--- START ---
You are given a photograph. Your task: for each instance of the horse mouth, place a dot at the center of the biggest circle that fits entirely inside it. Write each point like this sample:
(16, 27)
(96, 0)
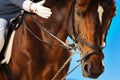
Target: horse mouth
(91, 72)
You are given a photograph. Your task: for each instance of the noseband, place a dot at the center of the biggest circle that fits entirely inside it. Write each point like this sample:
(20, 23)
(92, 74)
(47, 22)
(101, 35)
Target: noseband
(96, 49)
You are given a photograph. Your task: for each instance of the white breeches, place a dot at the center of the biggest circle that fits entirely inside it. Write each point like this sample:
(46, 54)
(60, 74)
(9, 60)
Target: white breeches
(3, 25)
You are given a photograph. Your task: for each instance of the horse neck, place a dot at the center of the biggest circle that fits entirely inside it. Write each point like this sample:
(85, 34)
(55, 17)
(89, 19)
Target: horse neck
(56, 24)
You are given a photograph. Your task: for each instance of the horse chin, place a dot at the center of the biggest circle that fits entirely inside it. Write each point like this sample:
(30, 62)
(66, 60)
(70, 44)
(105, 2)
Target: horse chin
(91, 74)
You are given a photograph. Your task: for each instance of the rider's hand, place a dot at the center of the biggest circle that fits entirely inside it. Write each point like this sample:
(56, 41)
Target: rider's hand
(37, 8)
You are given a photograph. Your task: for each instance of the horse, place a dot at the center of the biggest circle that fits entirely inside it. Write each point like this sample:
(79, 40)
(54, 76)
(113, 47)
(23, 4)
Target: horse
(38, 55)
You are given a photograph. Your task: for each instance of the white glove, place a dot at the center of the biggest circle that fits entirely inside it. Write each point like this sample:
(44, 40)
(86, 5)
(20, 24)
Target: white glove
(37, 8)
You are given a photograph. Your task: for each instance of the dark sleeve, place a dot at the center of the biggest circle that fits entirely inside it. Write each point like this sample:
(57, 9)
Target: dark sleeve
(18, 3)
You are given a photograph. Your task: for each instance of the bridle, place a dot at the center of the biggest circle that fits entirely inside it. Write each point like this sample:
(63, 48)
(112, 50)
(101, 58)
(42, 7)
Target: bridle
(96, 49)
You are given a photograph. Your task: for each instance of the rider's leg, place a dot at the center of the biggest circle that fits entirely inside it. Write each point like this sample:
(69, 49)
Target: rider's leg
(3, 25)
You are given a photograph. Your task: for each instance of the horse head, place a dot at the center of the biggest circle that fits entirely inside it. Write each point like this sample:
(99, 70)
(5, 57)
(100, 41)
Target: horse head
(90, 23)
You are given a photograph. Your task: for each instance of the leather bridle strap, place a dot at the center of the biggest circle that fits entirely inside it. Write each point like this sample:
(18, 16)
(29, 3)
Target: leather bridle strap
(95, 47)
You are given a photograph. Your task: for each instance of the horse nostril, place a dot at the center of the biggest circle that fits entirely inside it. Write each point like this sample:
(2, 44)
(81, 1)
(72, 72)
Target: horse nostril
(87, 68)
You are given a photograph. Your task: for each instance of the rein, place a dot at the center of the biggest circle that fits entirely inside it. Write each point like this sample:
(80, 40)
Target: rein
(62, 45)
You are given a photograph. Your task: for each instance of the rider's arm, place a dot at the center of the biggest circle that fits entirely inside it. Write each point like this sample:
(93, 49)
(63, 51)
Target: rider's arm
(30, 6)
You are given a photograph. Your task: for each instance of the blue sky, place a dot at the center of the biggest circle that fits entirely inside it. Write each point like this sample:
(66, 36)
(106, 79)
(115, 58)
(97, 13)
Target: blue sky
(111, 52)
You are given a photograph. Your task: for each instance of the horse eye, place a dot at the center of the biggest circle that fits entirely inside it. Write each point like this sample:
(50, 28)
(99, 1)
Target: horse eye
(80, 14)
--- END ---
--- START ---
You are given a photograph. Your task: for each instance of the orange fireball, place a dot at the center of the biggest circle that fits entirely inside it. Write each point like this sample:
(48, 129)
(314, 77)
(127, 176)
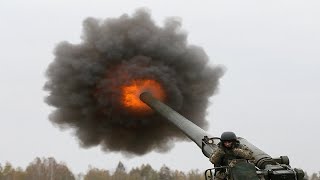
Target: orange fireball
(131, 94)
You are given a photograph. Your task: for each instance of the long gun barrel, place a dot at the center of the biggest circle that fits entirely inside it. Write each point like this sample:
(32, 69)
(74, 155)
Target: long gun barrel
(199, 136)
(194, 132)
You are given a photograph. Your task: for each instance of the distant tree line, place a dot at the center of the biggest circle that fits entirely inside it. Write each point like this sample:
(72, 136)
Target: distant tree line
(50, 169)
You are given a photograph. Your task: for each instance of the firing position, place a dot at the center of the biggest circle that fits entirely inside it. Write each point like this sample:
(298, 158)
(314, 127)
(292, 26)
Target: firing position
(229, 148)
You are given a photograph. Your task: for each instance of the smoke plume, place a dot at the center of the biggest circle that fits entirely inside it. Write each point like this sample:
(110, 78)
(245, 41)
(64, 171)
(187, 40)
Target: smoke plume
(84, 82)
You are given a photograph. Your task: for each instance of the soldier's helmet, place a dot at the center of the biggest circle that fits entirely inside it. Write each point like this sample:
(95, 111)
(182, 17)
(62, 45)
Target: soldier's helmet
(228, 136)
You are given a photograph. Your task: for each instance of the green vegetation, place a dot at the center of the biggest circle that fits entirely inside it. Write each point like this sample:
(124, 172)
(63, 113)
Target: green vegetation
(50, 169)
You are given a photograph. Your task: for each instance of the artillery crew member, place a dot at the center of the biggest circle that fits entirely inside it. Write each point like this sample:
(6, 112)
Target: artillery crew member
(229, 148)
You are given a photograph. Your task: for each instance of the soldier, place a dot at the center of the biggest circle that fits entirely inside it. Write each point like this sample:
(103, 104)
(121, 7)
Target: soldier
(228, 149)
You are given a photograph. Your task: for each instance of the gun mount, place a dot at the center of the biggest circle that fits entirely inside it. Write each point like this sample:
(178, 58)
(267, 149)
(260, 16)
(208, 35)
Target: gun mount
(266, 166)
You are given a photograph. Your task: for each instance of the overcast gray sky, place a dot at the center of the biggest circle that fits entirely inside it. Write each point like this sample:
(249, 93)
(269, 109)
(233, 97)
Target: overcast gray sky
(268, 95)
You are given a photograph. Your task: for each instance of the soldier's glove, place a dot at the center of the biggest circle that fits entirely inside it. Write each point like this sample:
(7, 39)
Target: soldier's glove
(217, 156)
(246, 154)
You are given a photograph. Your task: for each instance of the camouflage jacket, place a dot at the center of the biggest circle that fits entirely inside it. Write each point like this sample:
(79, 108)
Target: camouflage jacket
--- END ---
> **TASK STATEMENT**
Scan the records for the word "camouflage", and copy each line where it is found.

> **RESPONSE AREA**
You are given a photograph. Your task: for each instance of the camouflage jacket, place a dot at the center of the biggest circle that fits entirely inside it. Write each point like this sample:
Target: camouflage jacket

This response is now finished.